(Object position labeling entries)
——————
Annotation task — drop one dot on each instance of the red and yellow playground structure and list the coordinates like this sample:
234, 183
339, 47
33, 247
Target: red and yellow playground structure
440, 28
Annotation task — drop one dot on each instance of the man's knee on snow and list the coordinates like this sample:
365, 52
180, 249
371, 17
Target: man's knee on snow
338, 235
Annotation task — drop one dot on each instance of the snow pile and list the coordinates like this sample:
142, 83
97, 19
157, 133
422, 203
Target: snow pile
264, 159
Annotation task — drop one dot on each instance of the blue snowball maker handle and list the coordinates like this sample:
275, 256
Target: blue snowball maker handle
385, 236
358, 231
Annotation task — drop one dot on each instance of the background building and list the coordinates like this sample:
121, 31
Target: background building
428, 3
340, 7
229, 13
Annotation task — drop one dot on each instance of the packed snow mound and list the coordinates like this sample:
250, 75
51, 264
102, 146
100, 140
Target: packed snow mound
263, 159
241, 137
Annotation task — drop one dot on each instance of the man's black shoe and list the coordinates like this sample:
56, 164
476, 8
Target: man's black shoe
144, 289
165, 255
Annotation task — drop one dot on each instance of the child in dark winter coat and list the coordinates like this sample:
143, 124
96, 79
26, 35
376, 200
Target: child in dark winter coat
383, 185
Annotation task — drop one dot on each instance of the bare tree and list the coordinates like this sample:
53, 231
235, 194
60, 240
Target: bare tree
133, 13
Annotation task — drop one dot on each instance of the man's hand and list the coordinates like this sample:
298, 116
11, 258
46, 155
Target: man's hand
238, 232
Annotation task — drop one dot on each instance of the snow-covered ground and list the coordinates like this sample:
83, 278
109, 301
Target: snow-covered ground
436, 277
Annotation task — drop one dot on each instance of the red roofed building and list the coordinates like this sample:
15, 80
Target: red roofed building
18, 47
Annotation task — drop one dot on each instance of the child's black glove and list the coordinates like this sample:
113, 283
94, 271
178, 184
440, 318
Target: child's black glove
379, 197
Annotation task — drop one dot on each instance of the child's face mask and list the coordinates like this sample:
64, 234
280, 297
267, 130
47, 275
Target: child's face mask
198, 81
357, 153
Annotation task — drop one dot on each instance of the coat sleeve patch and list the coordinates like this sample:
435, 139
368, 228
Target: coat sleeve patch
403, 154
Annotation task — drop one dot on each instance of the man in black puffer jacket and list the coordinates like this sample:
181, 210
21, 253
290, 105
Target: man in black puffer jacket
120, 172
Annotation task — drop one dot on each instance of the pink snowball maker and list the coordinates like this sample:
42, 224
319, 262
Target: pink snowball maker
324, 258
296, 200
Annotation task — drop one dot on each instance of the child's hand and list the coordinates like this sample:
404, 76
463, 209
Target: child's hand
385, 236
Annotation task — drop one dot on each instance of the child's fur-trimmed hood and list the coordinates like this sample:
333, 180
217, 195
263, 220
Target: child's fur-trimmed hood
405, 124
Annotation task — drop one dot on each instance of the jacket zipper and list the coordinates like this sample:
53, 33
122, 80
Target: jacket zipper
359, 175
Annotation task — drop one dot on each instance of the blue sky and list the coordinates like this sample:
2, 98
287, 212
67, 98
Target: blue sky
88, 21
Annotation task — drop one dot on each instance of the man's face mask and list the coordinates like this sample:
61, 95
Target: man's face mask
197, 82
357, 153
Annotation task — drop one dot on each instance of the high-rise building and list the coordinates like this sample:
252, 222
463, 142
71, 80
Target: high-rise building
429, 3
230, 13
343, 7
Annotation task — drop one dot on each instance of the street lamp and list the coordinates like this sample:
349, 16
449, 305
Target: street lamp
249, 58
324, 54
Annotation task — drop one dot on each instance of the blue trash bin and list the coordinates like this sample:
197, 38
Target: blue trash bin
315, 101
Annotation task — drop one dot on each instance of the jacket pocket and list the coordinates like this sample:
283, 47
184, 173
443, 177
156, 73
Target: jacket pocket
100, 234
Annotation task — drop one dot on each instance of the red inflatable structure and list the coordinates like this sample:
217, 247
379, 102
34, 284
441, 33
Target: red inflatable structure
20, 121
——————
EXERCISE TASK →
Reproduce every line of the material above without changing a single character.

RIGHT ANSWER →
Annotation task — drop one dot on each instance of the red and yellow playground structure and list the coordinates like this sample:
234, 183
339, 47
33, 247
Target: red and yellow playground structure
440, 28
Annotation task — drop one dot on each instance of the man's knee on snow and list the coordinates like this sample:
365, 52
180, 249
371, 17
Target: man's knee on snow
338, 235
Annotation task — drop one dot on each instance of the snow pile and list the coordinates like this sample:
142, 83
97, 19
157, 133
422, 203
Target: snow pile
264, 159
Annotation task — drop one dot on each instance of the blue snowball maker handle and list the coordinates like this sample:
275, 256
Target: blue snowball maker handle
385, 236
358, 231
Annotation task — drop one dot on each instance of the background building and list the coordinates like this sample:
121, 31
Target: background building
428, 3
340, 7
229, 13
Annotation task — drop one dot on each instance of the packed snow mound and list the coordinates like this sample:
250, 75
51, 264
102, 146
100, 140
Target: packed snow mound
263, 159
241, 137
Annotation task — drop one dot on each instance of the man's black shoe and list the coordinates like this sample:
56, 164
476, 8
Target: man's black shoe
144, 289
165, 255
Annotation task — drop one dot on each instance of the child in dark winter coat and list the coordinates like this sample:
143, 124
96, 79
26, 35
376, 200
Target: child in dark winter coat
383, 185
Annotation task — drop one dot on each instance of the bare tree and list the coordinates like this sample:
53, 231
235, 194
60, 240
Target: bare tree
133, 13
Annotation task — drop one dot on each instance of the man's hand and list the coordinates like this sample:
298, 116
11, 258
46, 155
Target: man's hand
238, 232
Annotation task — drop one dot on each instance of the snow-covered ground and list the coordinates like this sample:
83, 278
109, 301
Target: snow-covered ground
436, 277
Annotation task — drop one dot on each instance of the red roofed building and list the coordinates like this sample:
15, 80
Target: red roofed building
18, 47
Annotation task — drop one dot on each instance of the child's black glove and list the coordinates like this sample:
113, 283
94, 271
178, 184
440, 318
Target: child's black glove
379, 197
Annotation task — drop one dot on each instance of the child's face mask and list the coordinates like this sample:
64, 234
280, 297
267, 130
47, 275
Target: child's face mask
198, 81
357, 153
Annotation task — drop one dot on each instance of the coat sleeve patch and list the coordinates like this sample:
435, 139
368, 228
Target: coat sleeve patch
403, 154
Annotation task — drop one dot on each instance of the man in black puffer jacket and list the coordinates like this sample:
181, 210
21, 253
290, 105
Target: man in black puffer jacket
120, 172
Annotation task — drop one dot on each instance of the pink snowball maker and list the coordinates like this sample:
42, 224
319, 262
Target: pink snowball maker
324, 258
296, 200
Annotation task — drop one dot on each instance of the child's hand and list the coordinates like this sample:
404, 76
463, 209
Target: child's hand
385, 236
Annotation task — drop one dot on each instance of the child's fur-trimmed hood and list the coordinates like this sample:
333, 180
217, 195
263, 220
Target: child's fur-trimmed hood
405, 124
Annotation task — drop one dot on each instance of the jacket zipper and list the coordinates like this sample:
53, 33
122, 80
Target: jacket zipper
359, 175
Annotation task — drop one dot on each instance of the blue sky and list the coordinates like this sample:
2, 98
287, 212
67, 98
Target: blue sky
88, 21
Annotation task — drop one dot on each instance of the man's face mask and list the coordinates like this sample:
61, 95
Target: man's face mask
197, 82
357, 153
Annotation task — drop one dot on each instance of the high-rise building and list the coordinates like this sample:
252, 222
463, 142
71, 80
Target: high-rise building
429, 3
230, 13
343, 7
Annotation task — drop one dot on each instance of the street lamp and list the coordinates like this sample:
349, 16
449, 305
Target: street lamp
249, 58
324, 54
Annotation task — drop one dot on each instance of the blue trash bin and list the coordinates like this sample:
197, 38
Target: blue trash bin
315, 101
Annotation task — drop one dot on each instance of the jacket pocket and list the coordinates like this sample:
283, 47
184, 173
443, 177
156, 73
Target: jacket pocket
100, 234
Annotation task — drop one dot on each instance of the red inflatable structure and list the coordinates like this sample:
217, 247
379, 102
34, 284
441, 33
Target: red inflatable structure
20, 121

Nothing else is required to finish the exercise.